LISTE DES TÂCHES:
(1) D'après le texte sur le REM, quelle longueur de métro léger le réseau présenté en avril 2016 compte-t-il ?
(2) Combien de lignes des entrées contiennent le mot « pillar » ? Donnez seulement ce nombre.

Réplique

La vraie facture du REM ?

En réponse au texte de Luc Gagnon et Jean-François Lefebvre, « Le REM sera plus coûteux que l’on pense », publié jeudi dernier

Lorsqu’il est question du REM (Réseau express métropolitain), on évoque plusieurs chiffres et on tente souvent de remettre en question l’avantage de ce projet pour les épargnes publiques. Quelques éléments seraient judicieux de ne pas omettre dans le calcul. Tout d’abord, un petit retour en arrière s’impose.

– CDPQ (Caisse de dépôt et placement du Québec) Infra a été créé en 2015 et le gouvernement a demandé d’étudier deux projets, soit une liaison vers la banlieue sud et une liaison vers l’aéroport de Montréal, incluant l’Ouest-de-l’Île.

– Près de 30 ans d’études ont été analysées par les experts de CDPQ Infra.

– En avril 2016, moins d’un an plus tard, CDPQ Infra présentait le REM, un réseau de 67 km de métro léger et automatisé, le plus gros projet en transport collectif depuis le métro de Montréal, il y a plus de 50 ans.

– Deux ans plus tard, la conception, la planification, le financement, les études techniques et environnementales, la consultation étaient complétées et la première pelletée de terre symbolique avait lieu.

MATÉRIEL DE TRAVAIL:
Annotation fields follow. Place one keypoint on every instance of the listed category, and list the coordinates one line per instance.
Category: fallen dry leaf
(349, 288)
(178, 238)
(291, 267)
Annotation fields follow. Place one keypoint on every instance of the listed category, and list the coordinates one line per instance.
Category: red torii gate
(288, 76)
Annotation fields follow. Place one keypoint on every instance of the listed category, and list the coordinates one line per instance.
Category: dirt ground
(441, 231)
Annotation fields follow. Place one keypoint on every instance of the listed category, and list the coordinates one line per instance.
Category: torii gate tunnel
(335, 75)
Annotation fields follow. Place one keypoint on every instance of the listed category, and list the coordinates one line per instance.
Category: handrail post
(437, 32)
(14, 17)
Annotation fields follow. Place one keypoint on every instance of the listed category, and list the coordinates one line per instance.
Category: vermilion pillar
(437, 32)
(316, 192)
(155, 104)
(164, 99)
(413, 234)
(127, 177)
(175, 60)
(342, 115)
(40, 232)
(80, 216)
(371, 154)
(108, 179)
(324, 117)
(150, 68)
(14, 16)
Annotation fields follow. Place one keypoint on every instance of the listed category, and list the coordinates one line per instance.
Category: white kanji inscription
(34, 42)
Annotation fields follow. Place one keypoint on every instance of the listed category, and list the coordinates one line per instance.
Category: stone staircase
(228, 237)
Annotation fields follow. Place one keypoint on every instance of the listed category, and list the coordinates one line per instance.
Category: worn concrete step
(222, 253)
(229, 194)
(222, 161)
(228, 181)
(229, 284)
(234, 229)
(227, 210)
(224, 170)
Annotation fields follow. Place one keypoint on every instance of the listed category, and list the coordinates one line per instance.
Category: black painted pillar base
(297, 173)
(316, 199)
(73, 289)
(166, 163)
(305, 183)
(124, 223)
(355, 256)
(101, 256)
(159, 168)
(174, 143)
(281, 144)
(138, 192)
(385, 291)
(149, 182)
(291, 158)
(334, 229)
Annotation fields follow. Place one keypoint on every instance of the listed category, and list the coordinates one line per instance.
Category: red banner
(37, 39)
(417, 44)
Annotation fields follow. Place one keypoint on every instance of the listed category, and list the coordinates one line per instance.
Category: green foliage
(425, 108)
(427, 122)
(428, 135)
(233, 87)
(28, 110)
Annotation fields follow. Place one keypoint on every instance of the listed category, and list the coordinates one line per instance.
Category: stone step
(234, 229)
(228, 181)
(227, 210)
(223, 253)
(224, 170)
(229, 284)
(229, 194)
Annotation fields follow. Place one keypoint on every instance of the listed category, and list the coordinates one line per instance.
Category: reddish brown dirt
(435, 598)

SOLUTIONS PAR TÂCHE:
(1) 67 km.

(2) 2